▶ CONJUNTO DE TAREFAS
A: Edite o trecho do texto sobre o boato que vai de "A perversidade influi" a "mal, são ativos.", substituindo "prontidão" por "rapidez", e transcreva o resultado.
B: Retome o texto sobre o boato e dê continuidade a ele a partir do ponto em que termina.

▶ TEXTO DE ORIGEM
◇ ◇ ◇ ◇
O boateiro é sempre, como se disse, uma alma defeituosa, que se agita por mesquinhos interesses. Ele tem a maldade indômita que existe na maioria dos homens, embora mais ou menos escondida. Individual no nascedouro, o boato passa logo a ser coletivo em virtude da consonância que sua tendência encontra nas almas do mesmo estofo. Despine compara a propagação dos estados afetivos nas multidões ao efeito da onda sonora de uma nota musical, que faz vibrar todas as notas iguais existentes dentro da esfera atingida pelas suas ondulações. É um principio geral nos fenômenos de contágio moral.

A perversidade influi com prontidão, porque é uma qualidade mais ativa do que a bondade, afirma Sighele. Os bons em regra, não procuram fazer o mal, são passivos; os maus "querem" fazer o mal, são ativos.

Felizmente existem também almas nobres em que essa lepra já se acha, por assim dizer, extinta. Por meio dessas pessoas o boato não caminha. Isso quer dizer que a alma humana, em geral, é suscetível de aperfeiçoamento com o envolver da civilização; a consciência se alarga no correr da evolução. É ao menos um consolo lembrar que a civilização irá melhorando cada vez mais a sociedade, onde vicejam ainda esses males, por enquanto irremediáveis. Também, se o conhecedor da alma humana só enxergasse ai o que há de mal, morreria de pavor.
◇ ◇ ◇ ◇
▶ CONTEÚDO DO CONJUNTO
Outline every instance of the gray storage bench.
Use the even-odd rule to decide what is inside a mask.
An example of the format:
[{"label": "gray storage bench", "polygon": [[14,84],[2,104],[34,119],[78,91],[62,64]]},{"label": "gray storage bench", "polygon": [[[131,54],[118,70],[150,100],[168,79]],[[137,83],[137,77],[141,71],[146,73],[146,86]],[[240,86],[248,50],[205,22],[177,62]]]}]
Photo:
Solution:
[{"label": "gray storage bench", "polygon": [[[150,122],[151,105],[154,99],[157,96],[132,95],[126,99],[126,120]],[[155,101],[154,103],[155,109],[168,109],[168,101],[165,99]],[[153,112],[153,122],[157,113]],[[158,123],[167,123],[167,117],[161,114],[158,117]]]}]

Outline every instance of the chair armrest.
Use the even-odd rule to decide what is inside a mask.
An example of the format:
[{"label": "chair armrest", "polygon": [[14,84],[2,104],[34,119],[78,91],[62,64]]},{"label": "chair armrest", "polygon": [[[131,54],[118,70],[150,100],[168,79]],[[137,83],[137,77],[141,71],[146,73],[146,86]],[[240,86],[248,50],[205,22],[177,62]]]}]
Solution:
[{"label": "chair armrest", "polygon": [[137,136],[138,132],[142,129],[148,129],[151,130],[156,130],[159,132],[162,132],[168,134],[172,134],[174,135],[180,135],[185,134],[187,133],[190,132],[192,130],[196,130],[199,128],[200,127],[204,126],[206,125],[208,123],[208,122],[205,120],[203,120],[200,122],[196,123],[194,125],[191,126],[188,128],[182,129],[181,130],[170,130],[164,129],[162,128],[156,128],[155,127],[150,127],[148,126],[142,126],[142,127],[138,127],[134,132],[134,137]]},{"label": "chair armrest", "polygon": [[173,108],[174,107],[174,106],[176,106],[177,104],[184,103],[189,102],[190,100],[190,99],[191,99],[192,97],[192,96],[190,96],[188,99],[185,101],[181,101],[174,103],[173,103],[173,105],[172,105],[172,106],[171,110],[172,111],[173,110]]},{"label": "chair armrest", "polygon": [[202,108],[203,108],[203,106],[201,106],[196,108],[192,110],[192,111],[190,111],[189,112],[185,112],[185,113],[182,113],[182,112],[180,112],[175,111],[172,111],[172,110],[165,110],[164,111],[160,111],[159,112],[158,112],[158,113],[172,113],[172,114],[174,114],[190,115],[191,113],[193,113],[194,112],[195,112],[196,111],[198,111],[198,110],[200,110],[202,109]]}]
◇ ◇ ◇ ◇
▶ AS RESPOSTAS
A:
A perversidade influi com rapidez, porque é uma qualidade mais ativa do que a bondade, afirma Sighele. Os bons em regra, não procuram fazer o mal, são passivos; os maus "querem" fazer o mal, são ativos.

B:
O aperfeiçoamento da consciência chegará a extinguir o boato no dia em que a maioria dos homens tiver clara intuição do que acontece atualmente, em casos raros, quando um cúmplice do boateiro encontra um homem bom ele narra uma calúnia, mais ou menos nestes termos:

"Sabe que "se anda dizendo" de F...? Dizem que fez isto, aquilo e mais aquilo. Eu não creio, mas me garantiram e de fonte limpa. Estou dizendo só aqui entre nós; não convém falar, porque talvez seja invencionice. Em todo o caso é uma pena, se é verdade."

O homem bom fixa então os olhos semicerrados sobre o narrador e diz mentalmente:

"Miserável, infame! Não tens nem força para sufocar o prazer que isso te causa. Não inventaste, talvez, a mentira; mas o inventor contava contigo, com a tua covardia, com a torpeza de tua alma igual à dele, para colaborar no trabalho essencial - o da divulgação da infâmia. E tu contavas comigo, salafrário! porque não tens consciência do vil papel que neste momento representas."

Ora, aí está como as coisas se passam, embora excepcionalmente. Na quase generalidade dos casos, entretanto, o patife encontra um homem de sua igualha, que sente o mesmo prazer que ele e vão logo adiante, confidencialmente, com ar muito contristado, na rara infâmia a um outro, e assim se espalha o boato com extrema rapidez. Ainda há pouco vimos como se espalhou no norte do Brasil o boato de uma vaia ao presidente da República, aqui em São Paulo, vaia que não passou de pura fantasia de um boateiro soez.

Há indivíduos mais afoitos, felizmente raros, que vão a um jornal e dão a falsa noticia da morte de um cidadão que está bem vivo em sua casa, onde recebe com espanto a lutuosa noticia... Os jornais já tomaram, entretanto, suas cautelas e esses casos são raríssimos. Vimos essa maldade praticada em São Paulo e não há muito anos.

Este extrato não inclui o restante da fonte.